- _TO DO_: Copy the listing from its start to the line with "POLYGON ((225 56, 229", swapping "front tire" for "rear tire" and changing nothing else. Leave the pictures out.
-- START --
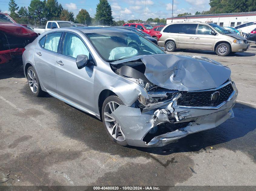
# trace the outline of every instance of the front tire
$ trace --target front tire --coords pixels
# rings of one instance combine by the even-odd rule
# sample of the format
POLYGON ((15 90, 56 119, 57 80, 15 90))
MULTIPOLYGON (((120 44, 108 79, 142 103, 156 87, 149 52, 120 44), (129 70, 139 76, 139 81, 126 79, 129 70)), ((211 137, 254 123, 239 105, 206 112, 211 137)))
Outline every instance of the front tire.
POLYGON ((107 98, 103 103, 101 109, 102 120, 108 135, 112 140, 118 145, 128 145, 122 127, 117 119, 111 113, 121 105, 124 103, 119 97, 111 96, 107 98))
POLYGON ((168 52, 173 52, 176 49, 176 44, 173 41, 170 40, 165 44, 165 49, 168 52))
POLYGON ((40 97, 45 93, 41 89, 37 73, 33 66, 29 66, 27 71, 27 79, 32 93, 36 96, 40 97))
POLYGON ((225 56, 229 54, 231 49, 230 46, 228 44, 221 43, 217 46, 215 52, 218 56, 225 56))

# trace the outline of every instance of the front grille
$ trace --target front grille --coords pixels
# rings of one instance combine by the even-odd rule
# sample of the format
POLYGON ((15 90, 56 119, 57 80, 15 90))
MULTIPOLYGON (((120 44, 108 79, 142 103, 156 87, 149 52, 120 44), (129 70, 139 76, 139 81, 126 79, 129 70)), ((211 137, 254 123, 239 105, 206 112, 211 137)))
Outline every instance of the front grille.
-- END --
- _RESPONSE TO THE EXERCISE_:
# trace the outline of every instance of the rear tire
$ trace --target rear tire --coords pixels
# rings of one instance combine by the even-odd rule
# sample of the format
POLYGON ((15 90, 56 119, 57 80, 15 90))
MULTIPOLYGON (((120 44, 108 79, 142 103, 156 87, 149 52, 120 44), (129 70, 139 76, 139 81, 126 79, 129 70)), ((211 137, 254 123, 239 105, 206 112, 211 137)))
Outline every instance of the rear tire.
POLYGON ((107 98, 103 103, 101 109, 102 120, 108 135, 112 140, 118 145, 128 145, 122 127, 117 119, 111 113, 121 105, 124 103, 119 97, 111 96, 107 98))
POLYGON ((168 52, 173 52, 176 49, 176 44, 173 41, 170 40, 165 44, 165 49, 168 52))
POLYGON ((40 97, 45 93, 41 89, 37 73, 33 66, 29 66, 27 71, 27 79, 32 93, 36 96, 40 97))
POLYGON ((225 56, 229 54, 231 49, 230 46, 228 44, 221 43, 217 46, 215 52, 218 56, 225 56))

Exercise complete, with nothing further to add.